- _Stored records_

================

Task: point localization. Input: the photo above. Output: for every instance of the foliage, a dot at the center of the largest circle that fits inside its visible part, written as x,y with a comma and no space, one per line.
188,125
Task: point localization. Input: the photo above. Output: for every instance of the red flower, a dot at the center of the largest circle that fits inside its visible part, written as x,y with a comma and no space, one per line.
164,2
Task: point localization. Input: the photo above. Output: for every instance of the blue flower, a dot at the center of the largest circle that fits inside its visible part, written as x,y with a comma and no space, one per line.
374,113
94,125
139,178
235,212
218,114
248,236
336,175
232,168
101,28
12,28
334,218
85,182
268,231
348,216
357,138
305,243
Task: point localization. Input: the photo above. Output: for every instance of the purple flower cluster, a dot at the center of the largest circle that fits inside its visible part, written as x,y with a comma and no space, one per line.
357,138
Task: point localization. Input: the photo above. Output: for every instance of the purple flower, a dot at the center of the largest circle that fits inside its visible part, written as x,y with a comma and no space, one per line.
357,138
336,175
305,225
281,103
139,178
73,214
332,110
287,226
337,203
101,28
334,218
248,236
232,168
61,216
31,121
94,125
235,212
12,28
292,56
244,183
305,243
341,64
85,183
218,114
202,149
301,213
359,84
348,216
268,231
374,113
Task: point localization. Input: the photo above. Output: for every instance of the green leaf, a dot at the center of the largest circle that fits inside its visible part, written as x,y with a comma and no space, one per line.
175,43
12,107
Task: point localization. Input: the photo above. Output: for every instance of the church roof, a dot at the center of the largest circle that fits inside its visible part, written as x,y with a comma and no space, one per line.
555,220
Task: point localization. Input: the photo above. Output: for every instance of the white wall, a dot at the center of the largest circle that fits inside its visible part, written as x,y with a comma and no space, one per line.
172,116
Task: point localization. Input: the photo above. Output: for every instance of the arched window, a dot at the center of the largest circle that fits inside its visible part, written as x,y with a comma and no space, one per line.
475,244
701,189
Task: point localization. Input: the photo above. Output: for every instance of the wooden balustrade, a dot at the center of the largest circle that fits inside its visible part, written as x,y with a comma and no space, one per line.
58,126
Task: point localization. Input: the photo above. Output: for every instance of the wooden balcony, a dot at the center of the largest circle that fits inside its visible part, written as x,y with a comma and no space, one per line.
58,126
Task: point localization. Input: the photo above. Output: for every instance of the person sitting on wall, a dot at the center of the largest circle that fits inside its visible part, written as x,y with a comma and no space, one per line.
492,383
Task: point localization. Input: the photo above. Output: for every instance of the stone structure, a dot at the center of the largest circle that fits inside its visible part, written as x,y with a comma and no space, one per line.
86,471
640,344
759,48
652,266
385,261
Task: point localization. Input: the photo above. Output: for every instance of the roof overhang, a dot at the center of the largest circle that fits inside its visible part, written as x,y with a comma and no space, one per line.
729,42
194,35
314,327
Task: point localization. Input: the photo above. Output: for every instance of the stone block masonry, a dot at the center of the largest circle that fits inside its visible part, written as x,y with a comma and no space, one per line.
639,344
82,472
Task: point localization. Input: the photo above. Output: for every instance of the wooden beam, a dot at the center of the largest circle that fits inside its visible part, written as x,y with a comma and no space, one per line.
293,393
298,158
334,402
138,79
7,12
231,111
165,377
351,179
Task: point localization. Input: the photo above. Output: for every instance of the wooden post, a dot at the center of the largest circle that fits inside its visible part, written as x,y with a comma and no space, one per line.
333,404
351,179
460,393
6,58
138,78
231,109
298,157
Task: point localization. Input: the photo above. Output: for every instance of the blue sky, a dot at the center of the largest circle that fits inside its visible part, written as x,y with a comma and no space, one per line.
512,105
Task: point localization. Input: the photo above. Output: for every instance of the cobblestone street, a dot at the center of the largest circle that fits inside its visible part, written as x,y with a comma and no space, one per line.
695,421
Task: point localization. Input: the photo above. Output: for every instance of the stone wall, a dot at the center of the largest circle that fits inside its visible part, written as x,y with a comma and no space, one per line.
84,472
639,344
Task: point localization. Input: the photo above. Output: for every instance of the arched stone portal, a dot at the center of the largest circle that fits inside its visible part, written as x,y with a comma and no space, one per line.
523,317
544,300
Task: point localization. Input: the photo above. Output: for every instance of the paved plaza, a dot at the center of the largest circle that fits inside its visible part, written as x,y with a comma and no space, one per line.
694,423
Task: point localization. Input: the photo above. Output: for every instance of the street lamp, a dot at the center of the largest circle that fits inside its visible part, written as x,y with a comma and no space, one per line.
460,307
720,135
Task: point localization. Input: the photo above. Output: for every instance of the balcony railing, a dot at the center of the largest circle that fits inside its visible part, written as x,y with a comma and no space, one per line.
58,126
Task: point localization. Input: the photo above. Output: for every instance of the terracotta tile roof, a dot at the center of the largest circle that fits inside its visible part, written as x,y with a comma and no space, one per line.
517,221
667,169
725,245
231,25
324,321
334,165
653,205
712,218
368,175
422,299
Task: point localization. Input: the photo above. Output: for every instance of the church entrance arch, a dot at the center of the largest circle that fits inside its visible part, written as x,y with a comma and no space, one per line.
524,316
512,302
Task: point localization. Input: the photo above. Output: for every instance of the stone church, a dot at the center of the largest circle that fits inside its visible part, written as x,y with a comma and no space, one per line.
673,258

================

- _WORK INSTRUCTION_
Set all of the entries down again, exactly as they were given.

- _COMPLETED EXERCISE_
Task: point localization. Input: the photo above. Output: for every instance of the foliage, a dot at the center of the largest circle that fits inside its visible part, written as x,y with a comma and no space, one per line.
188,125
Task: point localization. Input: the photo above. Output: for every instance of the red flower, a dot at the center of the largest circle that fits inside its visible part, written as x,y with a comma and no space, one per line.
164,2
Task: point localization. Input: the photo above. Output: for every instance of the blue flower, a dot at the center of the largest circle that fits inside its visible part, written as x,y with a comma and no space, one per line.
374,113
94,125
139,178
235,212
218,114
248,236
336,175
232,168
101,28
12,28
334,218
85,182
268,231
348,216
357,138
305,243
Task: point localization. Input: the photo above. Output: for every instance of the purple flower cluster, a dot at the center of the largest circle that fits inside its visible part, written as x,y with a comma and no space, one per line.
357,138
Task: point localization. Input: the photo above. Output: for every instance of the purple flower, a dot at the center of the largest circle that fits inside its visible part, written as x,y with a comma and no space, one per line.
357,138
336,175
305,225
281,103
139,178
73,214
332,110
287,226
337,203
101,28
334,218
248,236
232,168
61,216
31,121
94,125
235,212
12,28
292,56
244,183
305,243
341,64
85,183
218,114
202,149
301,213
359,84
348,216
268,231
374,113
Task: point localization. Input: the photo above. Output: for every instance of the green leaf, a dot at the center of the largest circle that fits inside its visible part, written as x,y with a comma and no space, one per line.
175,43
12,107
Task: point localization. Input: the photo above. Output: for every instance of the church roof, a dot at the center of the largest circle that fits inside its visible part, written as x,y with a comma and no space, one per line.
555,220
Task: point localization. Input: the photo above. Output: for every instance of the white wall, a dot at the center of the largest circle that fits inside its visible part, written as x,y with a comma and no space, one per line.
172,116
Task: point localization. Input: the photo above. Output: for every instance of the arched window, a dot at the center of the largest circle that fits inside its visible part, written as x,y with a comma and no space, one per line.
475,244
701,189
Task: point localization. Input: the photo above. Output: for every instance of the wooden balustrade, a dot at the center of the largest circle that fits inside its visible part, written as x,y with a comma and no space, one per line.
58,126
Task: point localization. Input: the photo above. Output: for every instance of the wooden balcony, a dot at the center of the largest circle that fits inside its visible part, written as x,y with a comma and no space, one per line.
58,126
Task: point localization. Input: the photo above. Output: for every instance of the person sitting on wall, a dot at the center of the largest circle that fits inside its visible part, written as x,y with a comma and no space, one per line.
492,383
Task: point localization. Input: the photo above. Output: for every instance of the stone structure, a dot at the center of the largest circle that fits inside its visible part, written as x,y with a comma and no space, one per line.
86,471
640,344
759,48
652,266
385,261
Task: point localization. Input: the photo above. Output: for every instance of the roof overhang, a dot at the center of the largest circle that fits inside its visible part, written as x,y with a comma and no space, one per line.
729,42
194,35
314,327
Task: point localization. Input: the photo above. Output: for every instance of the stone block masonry, a dot at the center of the largest circle that fits inside its visible part, written as x,y with a comma and no space, one per line.
639,344
82,472
Task: point localization. Input: the photo above. Output: for every instance of the wooden beam, a dot at the center of the largest circle that fits inside its visible part, written as x,y with a comma and no space, one per line.
293,393
298,158
334,402
138,79
7,12
231,111
165,377
351,179
Task: point localization. Input: the photo above. Output: for every instance of the wooden post, a dot at the center of the largest circle that fits inside its visible part, written as x,y with a comma and no space, one per line.
333,404
351,179
460,393
6,58
138,78
231,109
298,157
Task: point localization. Input: the photo above. Output: for every instance of the blue sky, a dot at the center of the largest circle that fits inside its visible part, written as x,y with a comma and no space, one per line.
512,105
Task: point localization. Input: the photo above. Output: for every instance of the cobblestone street, a dot at the center of the largest circle that fits inside its visible part, written as x,y with a comma and no space, one per line.
695,421
Task: point localization. Input: the photo above. Output: for every instance of the stone wall, a dot at the center of the largest circle that fits inside its visible part, written as x,y with a comma and no space, one per line.
84,472
639,344
Task: point localization. Input: the photo above. Output: for every instance of the arched stone portal, a dot at the center of the largest circle that fits inside its visible part, written as x,y with a comma and no space, one per line.
523,317
544,300
Task: point localization. Input: the photo above. Output: for every instance of the paved plaza, a dot at the center of the largest circle that fits inside its visible part, written as x,y with a comma and no space, one per line.
694,423
Task: point localization. Input: the photo above. Output: for every instance of the street lamp, a dot at the center of the largest circle that fits inside its visible part, written as x,y with a comma and no space, one per line.
460,307
720,135
Task: point localization. Input: the photo above. Output: for every instance of the balcony railing, a dot at the center of the largest circle that fits inside its visible part, written as x,y with a comma and no space, one per line.
58,126
Task: point localization. Input: the photo above. Output: for every instance of the terracotta tile roof, a dot at the center of the largest circle that fits inside its visible part, written as x,y with a comma and no space, one per line.
517,221
667,169
725,245
231,25
324,321
334,165
653,205
712,218
368,175
422,299
Task: point localization. Input: the photo above. Output: for every instance of the church entrance arch, a dot at the center of the largest circle that fits inside its visible part, written as x,y with a comma and no space, one per line.
524,316
512,302
Task: point localization. Input: the photo above. Output: for every instance of the stone church, a dot at the center of the largest circle that fits inside its visible part, written as x,y with a comma and no space, one per line.
673,258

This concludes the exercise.